Boundary annotation records:
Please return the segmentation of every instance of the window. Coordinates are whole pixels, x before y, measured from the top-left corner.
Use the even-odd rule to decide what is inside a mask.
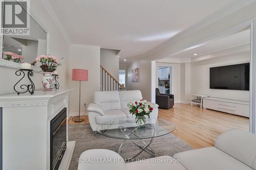
[[[125,87],[125,70],[124,69],[119,70],[119,83],[124,84]]]

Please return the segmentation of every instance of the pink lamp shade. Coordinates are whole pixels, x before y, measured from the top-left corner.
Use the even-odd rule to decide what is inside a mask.
[[[84,69],[73,69],[72,80],[88,81],[88,70]]]

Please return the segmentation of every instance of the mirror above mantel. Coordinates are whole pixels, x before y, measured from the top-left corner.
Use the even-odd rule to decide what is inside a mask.
[[[22,3],[16,3],[23,9],[26,9]],[[4,7],[2,8],[2,10],[4,10]],[[1,35],[0,66],[19,69],[20,63],[32,63],[37,56],[49,54],[49,34],[47,29],[31,9],[28,9],[26,12],[29,15],[29,35]],[[5,15],[5,12],[2,14]],[[2,18],[5,18],[5,16]],[[4,22],[4,19],[3,20]],[[3,23],[2,23],[2,26],[4,26]],[[14,60],[13,58],[7,57],[6,53],[8,54],[8,52],[13,53],[12,54],[14,54],[14,56],[17,54],[21,56],[18,57],[20,59]],[[32,69],[39,71],[40,70],[40,63],[35,63],[32,66]]]

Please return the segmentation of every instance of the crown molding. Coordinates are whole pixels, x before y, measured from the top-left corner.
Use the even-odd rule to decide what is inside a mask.
[[[64,37],[64,38],[66,40],[67,42],[69,44],[69,45],[70,45],[70,44],[71,44],[71,41],[69,39],[68,34],[67,34],[65,30],[64,29],[62,25],[59,21],[59,18],[57,16],[56,12],[54,11],[54,9],[52,7],[51,4],[50,3],[49,0],[41,0],[41,1],[45,6],[47,11],[48,11],[48,12],[49,13],[50,15],[51,15],[51,16],[52,17],[53,21],[57,25],[57,27],[59,29],[61,34]]]
[[[202,20],[199,21],[198,23],[196,23],[187,29],[179,32],[166,42],[159,45],[157,47],[150,50],[146,53],[130,58],[129,62],[127,62],[126,64],[130,65],[134,62],[139,61],[143,58],[146,58],[148,57],[149,56],[154,54],[155,53],[164,50],[165,47],[179,42],[179,41],[182,40],[183,38],[185,38],[186,37],[189,36],[190,35],[193,35],[197,31],[199,31],[199,30],[210,25],[211,24],[213,24],[215,22],[221,20],[228,16],[229,16],[230,15],[232,15],[233,13],[242,10],[243,8],[248,6],[251,4],[253,3],[255,3],[255,1],[254,0],[249,0],[246,2],[245,2],[243,1],[238,1],[237,4],[233,4],[232,5],[229,6],[228,8],[224,7],[223,9],[219,10],[219,11],[216,13],[209,16]],[[167,57],[167,56],[162,57],[162,59]],[[150,59],[151,60],[156,60],[155,59],[151,59],[150,57]]]
[[[72,47],[72,46],[73,47],[93,47],[93,48],[100,49],[100,46],[96,46],[96,45],[83,45],[83,44],[70,44],[70,47]]]

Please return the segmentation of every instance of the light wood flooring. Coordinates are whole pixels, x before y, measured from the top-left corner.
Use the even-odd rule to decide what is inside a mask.
[[[77,123],[69,119],[69,124]],[[249,130],[249,118],[207,109],[197,106],[176,103],[173,108],[159,109],[158,118],[173,123],[176,128],[173,134],[195,149],[211,147],[214,139],[222,132],[232,129]]]

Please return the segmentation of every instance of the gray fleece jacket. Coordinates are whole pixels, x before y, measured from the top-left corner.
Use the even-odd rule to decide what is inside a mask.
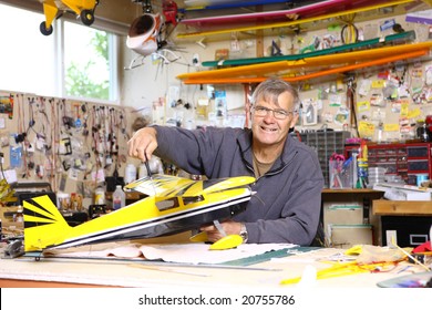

» **TASK INSTRUCTIONS**:
Lay out the items as a two-column CSV with the headers instruction and segmentation, one row per item and each field in quotes with line breaks changed to spaces, starting at the beginning of the items and stopping after the line that contains "[[[84,69],[73,69],[72,80],[88,81],[88,70]]]". Leave the pictures out.

» **TASK SOLUTION**:
instruction,segmentation
"Please return the segmentation of every instance of the window. Coordinates are whole pixels, x before y, measured from the top-left corner. Use the even-odd rule to decide what is inside a mask.","[[[125,87],[125,70],[124,69],[119,70],[119,83],[124,84]]]"
"Please return the segmentation of every instance of the pink lamp shade. Coordinates are whole pixels, x before y, measured from the top-left corner. Use the even-odd rule to decide what is inside a mask.","[[[84,69],[73,69],[72,80],[88,81],[88,70]]]"